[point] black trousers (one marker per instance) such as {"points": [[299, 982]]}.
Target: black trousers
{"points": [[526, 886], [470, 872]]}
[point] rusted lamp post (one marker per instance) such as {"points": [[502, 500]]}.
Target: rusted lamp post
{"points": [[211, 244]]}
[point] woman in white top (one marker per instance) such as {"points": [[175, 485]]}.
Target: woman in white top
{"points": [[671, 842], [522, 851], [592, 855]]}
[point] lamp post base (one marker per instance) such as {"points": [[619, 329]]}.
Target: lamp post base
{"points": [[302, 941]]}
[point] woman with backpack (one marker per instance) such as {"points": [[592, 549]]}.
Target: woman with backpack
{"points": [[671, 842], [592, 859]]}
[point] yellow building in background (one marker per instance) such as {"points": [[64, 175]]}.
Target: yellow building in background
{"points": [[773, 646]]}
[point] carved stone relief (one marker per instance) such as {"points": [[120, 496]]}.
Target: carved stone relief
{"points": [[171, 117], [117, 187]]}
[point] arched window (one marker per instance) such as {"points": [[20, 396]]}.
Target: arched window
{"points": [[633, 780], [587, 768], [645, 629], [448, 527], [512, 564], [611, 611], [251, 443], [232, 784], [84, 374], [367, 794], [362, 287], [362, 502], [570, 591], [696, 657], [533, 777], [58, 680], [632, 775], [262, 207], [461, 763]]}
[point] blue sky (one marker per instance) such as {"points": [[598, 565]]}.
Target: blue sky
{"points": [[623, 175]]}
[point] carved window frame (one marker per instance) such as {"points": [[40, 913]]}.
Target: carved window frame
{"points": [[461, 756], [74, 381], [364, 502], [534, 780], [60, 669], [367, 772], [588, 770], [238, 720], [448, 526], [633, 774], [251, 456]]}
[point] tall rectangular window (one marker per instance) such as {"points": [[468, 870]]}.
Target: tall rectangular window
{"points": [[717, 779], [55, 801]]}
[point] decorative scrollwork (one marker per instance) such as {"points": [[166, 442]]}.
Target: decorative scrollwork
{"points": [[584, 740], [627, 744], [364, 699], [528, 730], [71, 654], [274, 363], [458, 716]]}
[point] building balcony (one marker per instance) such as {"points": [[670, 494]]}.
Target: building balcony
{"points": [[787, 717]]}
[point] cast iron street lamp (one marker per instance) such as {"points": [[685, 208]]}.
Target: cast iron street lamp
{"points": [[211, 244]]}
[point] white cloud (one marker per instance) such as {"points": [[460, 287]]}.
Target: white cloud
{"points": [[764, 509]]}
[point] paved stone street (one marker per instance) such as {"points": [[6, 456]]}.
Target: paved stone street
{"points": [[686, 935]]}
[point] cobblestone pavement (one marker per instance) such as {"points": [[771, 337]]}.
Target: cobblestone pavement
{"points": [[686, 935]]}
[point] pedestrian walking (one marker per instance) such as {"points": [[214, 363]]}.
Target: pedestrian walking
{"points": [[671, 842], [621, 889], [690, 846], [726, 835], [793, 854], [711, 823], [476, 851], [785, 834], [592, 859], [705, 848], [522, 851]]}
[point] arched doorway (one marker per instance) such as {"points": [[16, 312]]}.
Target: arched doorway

▸ THE TASK
Rewrite the data from the line containing "[point] arched doorway" through the end of the data, replacing "doorway" with "entryway" and leaving everything else unchanged.

▸ EXERCISE ANSWER
[point] arched entryway (one marker per instance) such as {"points": [[16, 312]]}.
Target: arched entryway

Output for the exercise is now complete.